* PROBLEM STATEMENT *
For the entries that follow, give the number of lines holding the string "below" and nothing more.

Stored records
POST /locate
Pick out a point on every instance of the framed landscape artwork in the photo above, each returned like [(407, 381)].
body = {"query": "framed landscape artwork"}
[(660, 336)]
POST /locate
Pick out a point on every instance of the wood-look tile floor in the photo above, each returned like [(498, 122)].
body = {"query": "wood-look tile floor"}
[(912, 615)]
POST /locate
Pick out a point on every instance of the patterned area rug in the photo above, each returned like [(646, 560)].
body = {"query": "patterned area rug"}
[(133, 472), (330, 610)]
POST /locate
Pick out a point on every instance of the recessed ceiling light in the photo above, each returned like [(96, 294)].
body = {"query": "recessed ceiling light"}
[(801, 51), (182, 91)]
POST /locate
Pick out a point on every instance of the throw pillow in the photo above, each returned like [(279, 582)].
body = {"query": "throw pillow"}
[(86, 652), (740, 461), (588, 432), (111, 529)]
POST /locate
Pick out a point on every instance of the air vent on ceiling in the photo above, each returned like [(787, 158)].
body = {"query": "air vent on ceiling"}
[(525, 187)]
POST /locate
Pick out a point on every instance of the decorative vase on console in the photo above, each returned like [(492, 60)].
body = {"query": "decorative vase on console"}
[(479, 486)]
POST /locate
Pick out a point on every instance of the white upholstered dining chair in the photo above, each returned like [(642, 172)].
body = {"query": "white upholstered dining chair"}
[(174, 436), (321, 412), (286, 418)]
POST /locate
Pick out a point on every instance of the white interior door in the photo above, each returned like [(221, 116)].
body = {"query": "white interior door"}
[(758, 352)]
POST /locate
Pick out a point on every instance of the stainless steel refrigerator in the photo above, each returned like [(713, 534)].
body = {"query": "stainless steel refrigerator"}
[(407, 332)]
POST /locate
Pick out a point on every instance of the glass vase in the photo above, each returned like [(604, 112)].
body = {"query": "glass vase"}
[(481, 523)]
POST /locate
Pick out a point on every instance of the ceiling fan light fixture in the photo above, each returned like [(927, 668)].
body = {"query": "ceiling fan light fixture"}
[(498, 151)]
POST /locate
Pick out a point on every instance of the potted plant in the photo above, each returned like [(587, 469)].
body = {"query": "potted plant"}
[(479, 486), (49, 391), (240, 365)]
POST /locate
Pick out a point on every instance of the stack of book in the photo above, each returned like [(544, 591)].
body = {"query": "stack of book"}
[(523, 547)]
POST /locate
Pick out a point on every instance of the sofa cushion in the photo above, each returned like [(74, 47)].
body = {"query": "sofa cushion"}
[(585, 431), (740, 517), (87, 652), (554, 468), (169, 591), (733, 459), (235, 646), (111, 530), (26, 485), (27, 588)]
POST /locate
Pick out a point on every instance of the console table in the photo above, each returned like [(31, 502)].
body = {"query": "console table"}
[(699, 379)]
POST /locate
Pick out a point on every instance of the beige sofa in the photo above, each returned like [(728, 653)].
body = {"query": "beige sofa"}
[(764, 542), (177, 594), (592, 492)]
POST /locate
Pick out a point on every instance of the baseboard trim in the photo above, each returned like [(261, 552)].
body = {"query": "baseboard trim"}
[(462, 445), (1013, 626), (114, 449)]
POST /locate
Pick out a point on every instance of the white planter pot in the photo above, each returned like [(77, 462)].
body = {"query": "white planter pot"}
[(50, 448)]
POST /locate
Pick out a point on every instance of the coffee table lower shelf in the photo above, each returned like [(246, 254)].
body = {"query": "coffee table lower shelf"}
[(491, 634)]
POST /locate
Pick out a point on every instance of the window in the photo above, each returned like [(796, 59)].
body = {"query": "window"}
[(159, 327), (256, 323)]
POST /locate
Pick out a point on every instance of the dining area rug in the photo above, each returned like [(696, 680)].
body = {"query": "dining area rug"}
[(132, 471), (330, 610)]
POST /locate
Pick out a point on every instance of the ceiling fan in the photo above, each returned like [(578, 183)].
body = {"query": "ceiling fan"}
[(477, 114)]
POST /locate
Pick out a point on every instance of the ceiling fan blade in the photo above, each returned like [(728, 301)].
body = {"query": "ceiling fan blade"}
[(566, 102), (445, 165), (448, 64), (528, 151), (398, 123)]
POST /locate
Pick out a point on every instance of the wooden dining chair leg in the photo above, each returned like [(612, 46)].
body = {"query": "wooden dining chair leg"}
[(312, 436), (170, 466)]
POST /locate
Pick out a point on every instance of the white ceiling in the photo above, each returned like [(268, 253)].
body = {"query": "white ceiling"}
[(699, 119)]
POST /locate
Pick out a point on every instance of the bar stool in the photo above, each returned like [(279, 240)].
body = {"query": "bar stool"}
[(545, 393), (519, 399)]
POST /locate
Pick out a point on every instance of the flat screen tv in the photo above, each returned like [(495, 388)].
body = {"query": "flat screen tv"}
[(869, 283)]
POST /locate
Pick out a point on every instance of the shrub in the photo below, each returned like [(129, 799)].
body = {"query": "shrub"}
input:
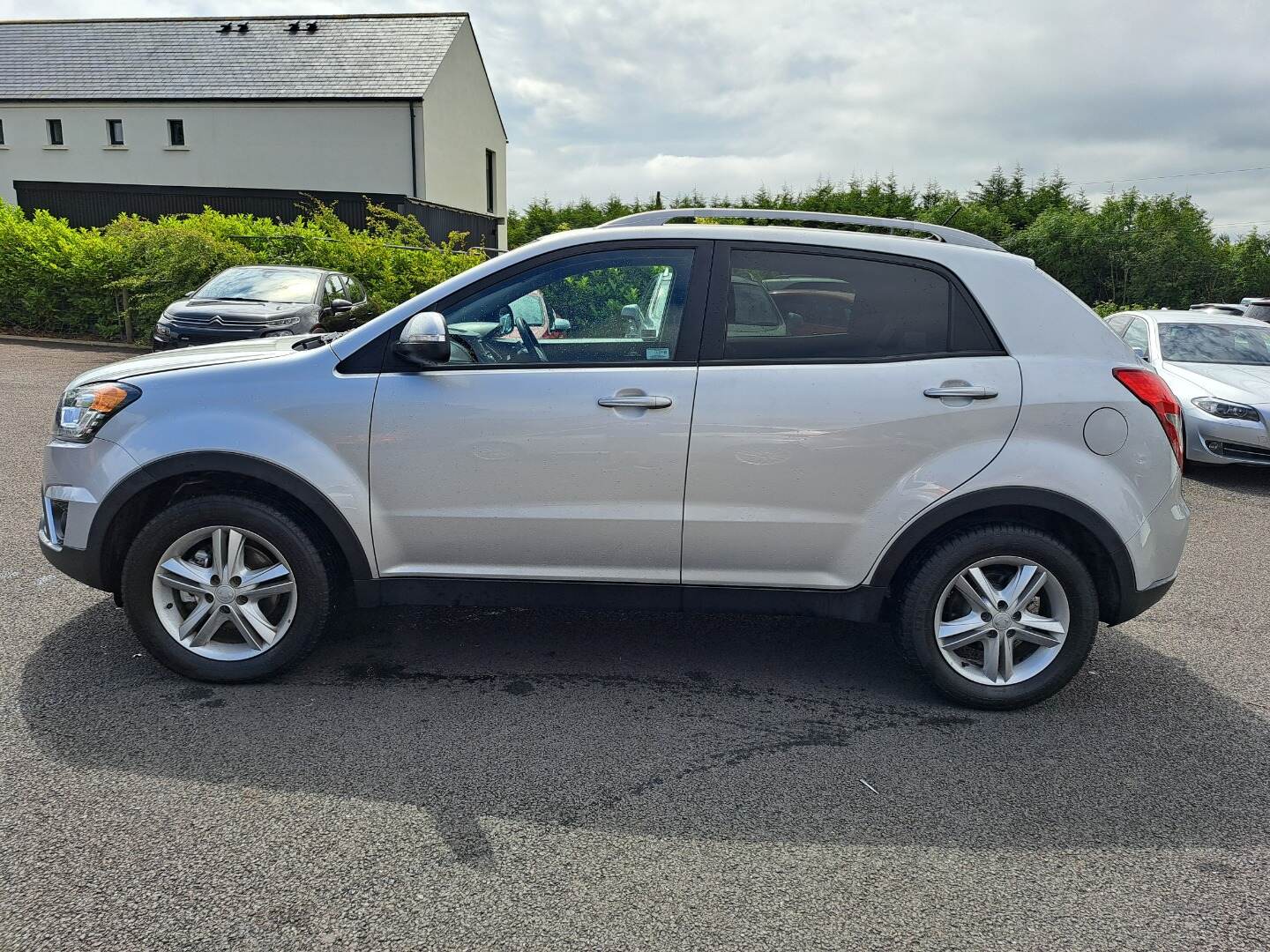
[(86, 282)]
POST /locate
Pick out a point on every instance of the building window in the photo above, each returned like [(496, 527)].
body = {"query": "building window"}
[(490, 179)]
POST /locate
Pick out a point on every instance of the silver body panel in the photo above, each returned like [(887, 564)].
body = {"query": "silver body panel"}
[(519, 473), (799, 475), (1238, 383), (773, 475)]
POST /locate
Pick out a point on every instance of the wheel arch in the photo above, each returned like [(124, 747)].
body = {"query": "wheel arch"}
[(185, 475), (1068, 519)]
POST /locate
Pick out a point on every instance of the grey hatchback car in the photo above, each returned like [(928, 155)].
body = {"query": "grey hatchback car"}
[(946, 438), (260, 301)]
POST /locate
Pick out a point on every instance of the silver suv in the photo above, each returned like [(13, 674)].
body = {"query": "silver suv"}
[(735, 419)]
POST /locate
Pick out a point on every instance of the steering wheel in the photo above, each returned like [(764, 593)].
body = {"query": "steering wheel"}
[(527, 339)]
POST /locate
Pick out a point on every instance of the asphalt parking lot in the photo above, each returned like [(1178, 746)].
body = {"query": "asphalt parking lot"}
[(554, 779)]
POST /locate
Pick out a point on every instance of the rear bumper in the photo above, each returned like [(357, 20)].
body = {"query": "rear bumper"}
[(1134, 603), (1221, 442), (1156, 551)]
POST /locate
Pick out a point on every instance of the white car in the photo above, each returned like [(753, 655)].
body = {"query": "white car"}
[(1218, 366)]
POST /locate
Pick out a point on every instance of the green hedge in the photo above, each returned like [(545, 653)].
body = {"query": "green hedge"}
[(86, 282)]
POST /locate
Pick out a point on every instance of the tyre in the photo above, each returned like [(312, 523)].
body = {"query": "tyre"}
[(998, 617), (227, 589)]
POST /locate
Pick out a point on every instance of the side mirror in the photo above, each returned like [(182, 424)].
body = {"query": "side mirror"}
[(424, 340), (634, 319)]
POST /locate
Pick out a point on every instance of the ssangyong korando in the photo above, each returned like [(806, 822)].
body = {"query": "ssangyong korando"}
[(739, 419)]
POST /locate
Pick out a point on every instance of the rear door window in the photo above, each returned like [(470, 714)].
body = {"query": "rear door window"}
[(1136, 335), (808, 306)]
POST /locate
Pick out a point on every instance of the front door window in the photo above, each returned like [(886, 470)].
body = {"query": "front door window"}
[(621, 306)]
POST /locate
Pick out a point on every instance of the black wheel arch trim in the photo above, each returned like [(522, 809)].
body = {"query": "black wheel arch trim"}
[(219, 461), (935, 518)]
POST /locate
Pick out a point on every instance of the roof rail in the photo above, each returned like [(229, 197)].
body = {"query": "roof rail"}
[(661, 216)]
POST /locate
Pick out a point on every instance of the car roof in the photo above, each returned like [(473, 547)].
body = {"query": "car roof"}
[(1168, 316), (929, 249), (297, 268)]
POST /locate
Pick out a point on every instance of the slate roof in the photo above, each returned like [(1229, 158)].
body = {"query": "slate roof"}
[(384, 56)]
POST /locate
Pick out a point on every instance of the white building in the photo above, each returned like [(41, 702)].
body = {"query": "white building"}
[(156, 115)]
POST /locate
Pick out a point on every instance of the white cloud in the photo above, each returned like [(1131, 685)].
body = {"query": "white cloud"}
[(639, 95)]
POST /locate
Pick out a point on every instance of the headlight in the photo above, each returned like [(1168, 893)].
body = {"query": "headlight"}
[(84, 409), (1227, 410)]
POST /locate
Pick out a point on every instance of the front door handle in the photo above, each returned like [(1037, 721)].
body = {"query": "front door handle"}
[(959, 392), (640, 401)]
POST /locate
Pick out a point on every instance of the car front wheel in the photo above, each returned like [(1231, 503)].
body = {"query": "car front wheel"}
[(998, 616), (227, 589)]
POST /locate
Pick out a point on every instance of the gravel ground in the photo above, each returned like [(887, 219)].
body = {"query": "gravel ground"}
[(553, 779)]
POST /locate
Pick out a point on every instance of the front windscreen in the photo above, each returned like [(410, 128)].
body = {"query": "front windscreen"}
[(1214, 343), (272, 285)]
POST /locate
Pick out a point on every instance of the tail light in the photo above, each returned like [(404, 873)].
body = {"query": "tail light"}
[(1151, 389)]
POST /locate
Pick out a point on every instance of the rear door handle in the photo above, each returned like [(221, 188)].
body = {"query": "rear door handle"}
[(960, 392), (637, 400)]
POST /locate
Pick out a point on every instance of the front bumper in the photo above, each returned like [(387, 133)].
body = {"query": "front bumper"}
[(1211, 439), (78, 476)]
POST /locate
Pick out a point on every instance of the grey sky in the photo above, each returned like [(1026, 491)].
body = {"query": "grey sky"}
[(638, 95)]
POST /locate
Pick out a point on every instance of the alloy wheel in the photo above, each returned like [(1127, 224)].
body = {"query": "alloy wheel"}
[(224, 593), (1001, 621)]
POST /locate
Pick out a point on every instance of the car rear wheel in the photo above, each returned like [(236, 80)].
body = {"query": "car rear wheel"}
[(227, 589), (998, 616)]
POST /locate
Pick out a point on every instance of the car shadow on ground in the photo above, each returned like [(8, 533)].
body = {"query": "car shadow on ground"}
[(742, 727), (1247, 480)]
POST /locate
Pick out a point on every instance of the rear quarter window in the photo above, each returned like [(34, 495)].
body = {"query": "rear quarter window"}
[(794, 305)]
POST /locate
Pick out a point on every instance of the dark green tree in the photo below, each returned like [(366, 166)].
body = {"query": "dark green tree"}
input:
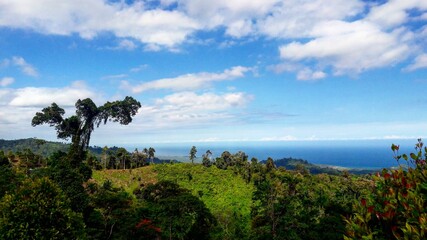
[(193, 152), (80, 126), (151, 151), (179, 214), (39, 210), (206, 161)]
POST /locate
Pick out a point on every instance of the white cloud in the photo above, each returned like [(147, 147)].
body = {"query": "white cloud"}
[(139, 68), (89, 18), (350, 47), (117, 76), (6, 81), (297, 18), (190, 81), (308, 74), (206, 101), (394, 12), (191, 110), (124, 44), (419, 62), (21, 64)]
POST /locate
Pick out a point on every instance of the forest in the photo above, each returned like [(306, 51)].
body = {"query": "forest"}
[(73, 192)]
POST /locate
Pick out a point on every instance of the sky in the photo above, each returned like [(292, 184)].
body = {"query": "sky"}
[(219, 71)]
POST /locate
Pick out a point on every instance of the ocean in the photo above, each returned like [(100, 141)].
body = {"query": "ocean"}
[(367, 154)]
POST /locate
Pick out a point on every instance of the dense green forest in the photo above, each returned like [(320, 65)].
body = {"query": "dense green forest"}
[(75, 194)]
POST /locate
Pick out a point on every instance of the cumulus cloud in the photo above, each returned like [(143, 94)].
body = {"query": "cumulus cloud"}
[(139, 68), (342, 35), (6, 81), (125, 44), (190, 81), (89, 18), (43, 96), (188, 109), (350, 47)]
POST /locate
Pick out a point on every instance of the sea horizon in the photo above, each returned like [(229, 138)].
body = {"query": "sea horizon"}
[(360, 154)]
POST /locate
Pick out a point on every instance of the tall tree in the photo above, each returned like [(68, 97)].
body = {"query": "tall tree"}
[(80, 126), (151, 152), (193, 152), (207, 158)]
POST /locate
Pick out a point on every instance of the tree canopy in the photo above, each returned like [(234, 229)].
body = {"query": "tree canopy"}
[(80, 126)]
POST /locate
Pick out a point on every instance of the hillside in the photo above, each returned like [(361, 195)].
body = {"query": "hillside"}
[(224, 193)]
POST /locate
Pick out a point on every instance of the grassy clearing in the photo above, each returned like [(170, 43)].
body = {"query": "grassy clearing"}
[(128, 179)]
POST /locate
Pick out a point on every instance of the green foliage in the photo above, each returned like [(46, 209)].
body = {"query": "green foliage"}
[(226, 195), (193, 152), (39, 210), (111, 210), (70, 180), (79, 127), (9, 179), (396, 208), (179, 214), (290, 205)]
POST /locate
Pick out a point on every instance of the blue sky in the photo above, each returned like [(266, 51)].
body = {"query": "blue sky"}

* ANSWER SPACE *
2